Activity 1. Which forms of detention does the passage on refugees transferred to Australia for medical treatment name?
Activity 2. Go on with the passage about refugees transferred to Australia for medical treatment, picking up after its final sentence.

*** Selected passage ***

Finding out what happened to those who made it out can be hard. Over the last three years, 870 people have been resettled in a deal negotiated with the US under the Obama administration—a deal that is expected to finish up in February 2020, leaving open the possibility of another with New Zealand.

In the meantime, 1,226 people are currently in Australia after being transferred to the mainland for medical treatment. But where they ended up and what happened to them depends largely on when they arrived.

The dividing point is the passing of the Medevac Bill in early 2019, just before the last federal election. While the Australian government dragged its feed on providing basic healthcare to people with urgent medical conditions, the passing of that bill—without government support—forced politicians to act.

It also didn’t last. One of the first acts of the Morrison government upon re-election in 2019 was to repeal the bill thanks to a secret deal with independent Tasmanian senator Jacqui Lambie. Around 192 people had been transferred to Australia for medical treatment while the Medevac bill was law, but since its repeal many have found themselves in a crushing bureaucratic limbo.

Dr Carolyn Graydon, principal solicitor and manager of the Human Rights Law Program with the Asylum Seeker Resource Centre (ASRC), says many now have their lives governed by a complicated suite of visa arrangements and detention regimes, with restrictions that vary from person to person.

Some have found themselves in “community detention”: an arrangement that still imposes a set of strict conditions while offering accommodation, a small amount of financial support and access to medical care or education if needed. Breaking a condition, however, often means a person will be whisked away into “closed detention” at one of the major immigration detention centres that dot the country, or housed in “Alternative Places of Detention” (APODs).

APODs are motels the Australian government has taken over to use as detention facilities—such as the Kangaroo Point Central in Brisbane and the Mantra Bell City in suburban Melbourne.

Dr Graydon suggests that such arbitrary detention is a form of retribution for the Australian government: a way for them to counterbalance their political disappointment with the passing of the Medevac bill. And it leaves these refugees in a diplomatic no-man’s-land.

*** Supplied material ***

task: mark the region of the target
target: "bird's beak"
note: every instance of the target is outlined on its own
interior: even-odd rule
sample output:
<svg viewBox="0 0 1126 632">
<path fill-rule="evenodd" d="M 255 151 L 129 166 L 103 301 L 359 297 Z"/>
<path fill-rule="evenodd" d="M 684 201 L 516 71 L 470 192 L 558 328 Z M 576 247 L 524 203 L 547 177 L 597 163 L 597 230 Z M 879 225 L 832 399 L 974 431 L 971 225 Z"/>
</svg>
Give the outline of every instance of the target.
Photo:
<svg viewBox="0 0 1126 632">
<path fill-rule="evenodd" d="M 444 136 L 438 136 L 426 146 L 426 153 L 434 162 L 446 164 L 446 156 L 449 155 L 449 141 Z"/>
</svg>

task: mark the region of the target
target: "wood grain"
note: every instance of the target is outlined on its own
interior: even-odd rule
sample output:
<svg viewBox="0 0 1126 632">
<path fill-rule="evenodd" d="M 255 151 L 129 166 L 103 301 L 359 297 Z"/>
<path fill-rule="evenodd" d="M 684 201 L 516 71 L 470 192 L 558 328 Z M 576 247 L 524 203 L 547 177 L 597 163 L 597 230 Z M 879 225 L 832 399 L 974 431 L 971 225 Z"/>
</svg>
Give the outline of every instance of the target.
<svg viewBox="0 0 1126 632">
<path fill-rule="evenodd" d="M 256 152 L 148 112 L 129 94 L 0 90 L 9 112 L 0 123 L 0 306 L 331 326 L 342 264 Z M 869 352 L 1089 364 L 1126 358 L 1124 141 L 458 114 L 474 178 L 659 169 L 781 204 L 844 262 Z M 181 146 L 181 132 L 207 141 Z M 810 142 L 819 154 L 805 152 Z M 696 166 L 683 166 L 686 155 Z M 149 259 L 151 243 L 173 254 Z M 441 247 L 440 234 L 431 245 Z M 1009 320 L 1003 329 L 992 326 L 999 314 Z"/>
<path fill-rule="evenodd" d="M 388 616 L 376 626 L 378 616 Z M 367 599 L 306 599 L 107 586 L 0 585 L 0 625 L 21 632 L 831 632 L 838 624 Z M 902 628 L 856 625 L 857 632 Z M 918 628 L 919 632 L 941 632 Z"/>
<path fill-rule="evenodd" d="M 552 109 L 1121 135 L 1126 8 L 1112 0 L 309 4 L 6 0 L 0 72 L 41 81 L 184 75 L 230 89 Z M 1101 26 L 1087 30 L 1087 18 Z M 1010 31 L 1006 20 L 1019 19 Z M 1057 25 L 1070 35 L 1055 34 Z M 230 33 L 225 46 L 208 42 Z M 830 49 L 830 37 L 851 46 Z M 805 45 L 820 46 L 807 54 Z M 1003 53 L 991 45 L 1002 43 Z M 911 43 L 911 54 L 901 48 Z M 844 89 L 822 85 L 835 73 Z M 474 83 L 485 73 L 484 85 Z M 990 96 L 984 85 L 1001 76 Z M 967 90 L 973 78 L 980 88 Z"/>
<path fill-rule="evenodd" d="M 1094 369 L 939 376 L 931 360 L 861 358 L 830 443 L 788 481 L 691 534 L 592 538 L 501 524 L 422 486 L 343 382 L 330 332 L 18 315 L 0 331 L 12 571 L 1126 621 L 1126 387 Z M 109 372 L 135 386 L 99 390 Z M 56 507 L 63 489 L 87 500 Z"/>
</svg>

***

Task answer 1.
- Community detention
- Closed detention
- Alternative Places of Detention (APODs)

Task answer 2.
“There’s no court that has jurisdiction to review their detention in any ordinary way in terms of risk, reasonableness or proportionality and no requirement that alternatives to detention even be considered,” she says. “In terms of APODs, the only way for someone in them to be released is for the Minister to intervene to grant them residence, community detention or a bridging visa. I know of five cases where that’s occurred.”

The ASRC is among a coalition of 50 separate organisations who are now calling for this detention system to be shut down, and for those contained to be released from detention for good. If they succeed, many will go on to have lives like Betelhem—who, after four-and-a-half years in detention, now lives as a free woman in Melbourne.

Life after Nauru, she says, has been like a dream.

“In the camp, I couldn’t speak my language or eat my foods. I missed my country for years,” she recalls. “I don’t want to lose my identify; my culture; my language. I can [speak my language and eat my foods] in Melbourne. It’s diverse. I’ve been in Melbourne for two years. I have a job.”

Betelhem works as a ticket inspector with Metro Trains, who hired her because she speaks two languages. She can go where she likes, wear what she wants. And she has her name back.

“[When I got the job] I did a training class and everyone called me Betelhem,” she says. “I was shocked because everyone called me Betelhem. For me it was a little bit confusing. I was being treated like a human being. I can’t even control my tears.”

“I have a [work] badge with my name on it, and sometimes I compare [my work badge and my old ID]. On the right hand I put my badge; on the left hand I put my detention ID. I think, ‘oh my god, look at the difference!’ I show my badge to everyone.”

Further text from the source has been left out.